TAREFA BREVE 1:
Traduza para o inglês a seguinte frase do texto sobre o direito de informação: "O direito de informar é basicamente uma prerrogativa conferida pela Carta Magna; os outros dois são obrigações, e bastante relevantes para a questão do consumidor."
TAREFA BREVE 2:
Prossiga com a redação do texto sobre o direito de informação a partir da última frase apresentada.

Adiante, extrai-se, também, lição de Luiz Antonio Rizatto Nunes, sobre o direito de informar, de informar-se e de ser informado. Vejamos (fls. 326-327):
A informação, ou melhor, o direito de informação, na Constituição Federal pode ser contemplado sob três espécies:
a) o direito de informar;
b) o direito de se informar;
c) o direito de ser informado.
O direito de informar é basicamente uma prerrogativa conferida pela Carta Magna; os outros dois são obrigações, e bastante relevantes para a questão do consumidor. Examinemos cada um deles.
O direito de informar
É uma prerrogativa constitucional (uma permissão) concedida às pessoas físicas e jurídicas. Vale ler o texto magno. É o dispositivo do caput do art. 220 que dispõe, in verbis:
'A manifestação do pensamento, a criação, a expressão e a informação, sob qualquer forma, processo ou veículo não sofrerão qualquer restrição, observado o disposto nesta Constituição'.
Essa norma é solidificada por outra pétrea das garantias fundamentais. A do inciso X do art. 5º, que dispõe, in verbis: 'é livre a expressão da atividade intelectual, artística, científica e de comunicação, independentemente de censura ou licença'.

[Trechos de dados de caixas delimitadoras]
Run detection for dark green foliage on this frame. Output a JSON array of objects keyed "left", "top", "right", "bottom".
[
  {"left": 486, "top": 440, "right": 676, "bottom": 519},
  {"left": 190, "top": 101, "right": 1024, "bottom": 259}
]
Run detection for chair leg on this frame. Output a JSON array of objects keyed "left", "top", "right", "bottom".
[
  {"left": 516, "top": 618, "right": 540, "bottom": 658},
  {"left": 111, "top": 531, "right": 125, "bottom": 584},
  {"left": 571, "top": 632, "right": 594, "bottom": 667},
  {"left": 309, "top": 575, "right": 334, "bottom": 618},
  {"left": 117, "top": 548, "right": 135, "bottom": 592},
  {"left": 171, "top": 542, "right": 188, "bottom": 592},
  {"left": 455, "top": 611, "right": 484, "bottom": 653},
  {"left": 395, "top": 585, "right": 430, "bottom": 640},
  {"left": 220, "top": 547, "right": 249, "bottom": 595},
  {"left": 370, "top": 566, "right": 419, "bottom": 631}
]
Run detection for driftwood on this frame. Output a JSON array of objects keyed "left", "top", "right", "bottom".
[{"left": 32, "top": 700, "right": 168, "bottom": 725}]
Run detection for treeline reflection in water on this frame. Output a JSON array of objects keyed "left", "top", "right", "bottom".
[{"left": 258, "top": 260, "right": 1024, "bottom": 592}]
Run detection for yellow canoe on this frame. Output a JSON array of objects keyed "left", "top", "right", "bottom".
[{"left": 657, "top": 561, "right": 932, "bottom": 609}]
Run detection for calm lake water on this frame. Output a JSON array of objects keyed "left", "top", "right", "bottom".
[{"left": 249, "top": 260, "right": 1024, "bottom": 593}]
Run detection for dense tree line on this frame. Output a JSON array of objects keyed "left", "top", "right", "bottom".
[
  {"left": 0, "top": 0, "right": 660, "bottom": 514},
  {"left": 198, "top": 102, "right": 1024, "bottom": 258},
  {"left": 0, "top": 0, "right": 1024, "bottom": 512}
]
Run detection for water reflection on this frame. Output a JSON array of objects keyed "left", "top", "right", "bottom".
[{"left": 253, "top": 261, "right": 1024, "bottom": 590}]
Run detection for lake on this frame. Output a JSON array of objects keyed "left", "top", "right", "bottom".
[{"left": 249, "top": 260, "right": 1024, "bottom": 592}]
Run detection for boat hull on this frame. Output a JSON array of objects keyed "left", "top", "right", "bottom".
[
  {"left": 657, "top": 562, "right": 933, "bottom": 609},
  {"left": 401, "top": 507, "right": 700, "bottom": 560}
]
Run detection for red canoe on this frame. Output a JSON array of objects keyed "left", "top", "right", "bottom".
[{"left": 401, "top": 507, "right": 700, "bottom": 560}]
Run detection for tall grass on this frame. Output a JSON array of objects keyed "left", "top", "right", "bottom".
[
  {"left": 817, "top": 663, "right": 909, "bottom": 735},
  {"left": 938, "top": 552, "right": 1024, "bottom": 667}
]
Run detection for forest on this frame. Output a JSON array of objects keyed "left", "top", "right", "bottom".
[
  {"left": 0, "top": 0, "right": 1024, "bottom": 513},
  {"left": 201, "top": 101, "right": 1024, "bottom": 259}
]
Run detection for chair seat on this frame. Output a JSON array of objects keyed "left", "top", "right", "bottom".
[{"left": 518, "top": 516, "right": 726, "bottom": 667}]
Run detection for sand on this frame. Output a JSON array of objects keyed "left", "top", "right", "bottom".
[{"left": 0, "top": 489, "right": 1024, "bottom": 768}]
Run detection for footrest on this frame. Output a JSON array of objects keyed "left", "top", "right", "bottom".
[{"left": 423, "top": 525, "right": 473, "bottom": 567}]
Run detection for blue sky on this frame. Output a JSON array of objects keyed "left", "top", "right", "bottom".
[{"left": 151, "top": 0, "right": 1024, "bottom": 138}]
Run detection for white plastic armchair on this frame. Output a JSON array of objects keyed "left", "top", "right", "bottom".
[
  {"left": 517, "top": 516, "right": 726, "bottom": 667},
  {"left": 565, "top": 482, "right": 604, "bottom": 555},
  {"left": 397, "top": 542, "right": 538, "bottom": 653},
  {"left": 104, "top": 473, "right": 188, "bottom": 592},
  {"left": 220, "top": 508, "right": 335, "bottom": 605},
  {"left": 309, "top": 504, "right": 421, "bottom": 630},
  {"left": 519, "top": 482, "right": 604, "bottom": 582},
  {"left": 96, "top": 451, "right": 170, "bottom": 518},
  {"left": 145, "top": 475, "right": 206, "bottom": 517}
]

RESPOSTA CORRETA 1:
The right to inform is basically a prerogative granted by the Constitution; the other two are obligations, and quite relevant to the consumer issue.

RESPOSTA CORRETA 2:
[...]
Como decorrência do direito de informar, a norma fundamental deixou garantido o direito da informação jornalística, e já nesse aspecto até mesmo declarou certos limites. Leia-se a propósito o § 1º do citado art. 220, que dispõe:
'§1º Nenhuma lei conterá dispositivo que possa constituir embaraço à plena liberdade de informação jornalística em qualquer veículo de comunicação social, observado o disposto no art. 5º, IV, V, X, XIII e XIV' (grifamos).
O inciso X acabamos de comentar. De fato ele é um limite à informação em geral e à informação jornalística em particular.
Todavia, gostaríamos de recolocar nossa tese a respeito da informação jornalística e do interesse público que a norma envolve.
O direito de informação jornalística é, com efeito, simultaneamente um direito de receber informação jornalística. É o interesse público que está em jogo. Como a norma constitucional do direito de informar aparece com uma prerrogativa, isto é, está posta com o modal deônico da permissão, tem-se uma espécie de paradoxo: permissão dos dois lados. O direito de informar tem relação com o direito de ser informado.
Dois direitos, nenhum dever. O ciclo normativo mandar-obedecer não se completa.
Todavia, é exatamente esse outro direito de ser informado que vai permitir, em nossa, opinião, a construção da teoria capaz de fazer com que, também, os limites estabelecidos no inciso X do art. 5º não sejam absolutos.
Se há direito de se informar há, portanto, interesse público e é este que definirá a possibilidade de ser transmitida a informação jornalística. (grifo nosso) (Curso de Direito do Consumidor, 3. ed., rev. e atual. São Paulo: Saraiva, 2008, pgs. 49/50).
De outro lado, a agravante é uma associação civil de finalidade social, sem fins lucrativos, regida pela legislação vigente e pelo seu próprio estatuto, que tem por objetivo promover a defesa dos consumidores e cidadãos em geral (Estatuto Social, arts. 1º e 2º - fls. 29-30).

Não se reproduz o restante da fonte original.